[Problem description]: Scan the entries for the word "stone" and return every line that has it.

[Stored data entries]:

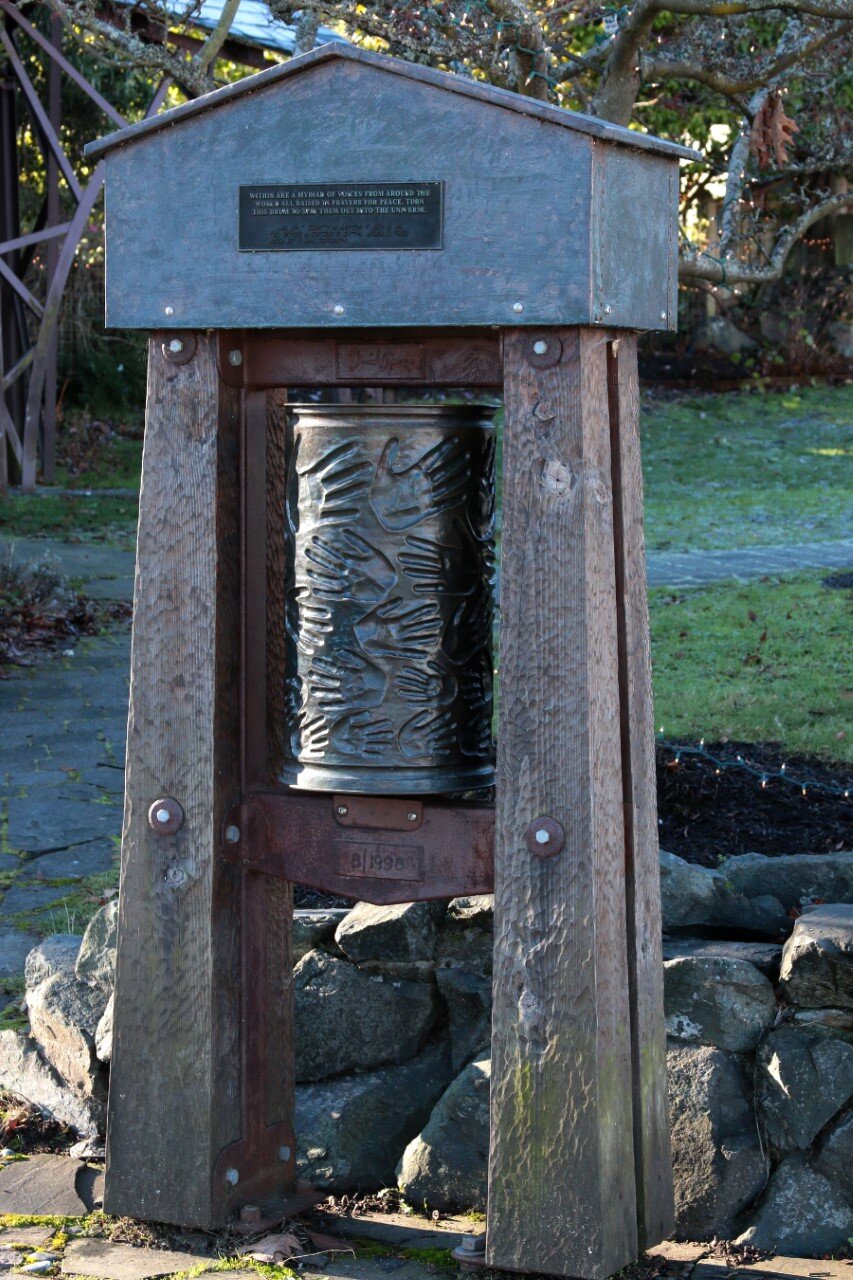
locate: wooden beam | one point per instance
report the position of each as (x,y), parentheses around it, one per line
(561,1168)
(176,1074)
(655,1197)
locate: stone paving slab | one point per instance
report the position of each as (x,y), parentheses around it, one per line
(42,1184)
(109,1261)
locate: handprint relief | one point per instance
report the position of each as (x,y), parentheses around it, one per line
(428,734)
(346,679)
(441,567)
(400,629)
(360,734)
(432,684)
(405,496)
(347,567)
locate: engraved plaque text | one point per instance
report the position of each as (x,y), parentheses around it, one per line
(340,215)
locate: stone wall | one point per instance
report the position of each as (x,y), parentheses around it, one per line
(392,1025)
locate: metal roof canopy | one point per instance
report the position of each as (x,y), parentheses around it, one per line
(548,216)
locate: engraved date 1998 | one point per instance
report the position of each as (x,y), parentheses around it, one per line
(381,860)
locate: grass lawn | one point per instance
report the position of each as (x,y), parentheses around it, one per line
(765,661)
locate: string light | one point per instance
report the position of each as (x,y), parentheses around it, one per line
(763,775)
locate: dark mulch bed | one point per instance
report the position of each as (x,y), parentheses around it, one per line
(706,814)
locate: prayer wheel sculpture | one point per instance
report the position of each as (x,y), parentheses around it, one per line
(311,672)
(389,526)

[Reply]:
locate: stone paving slab | one point per instance
locate: stone wall | one point per instance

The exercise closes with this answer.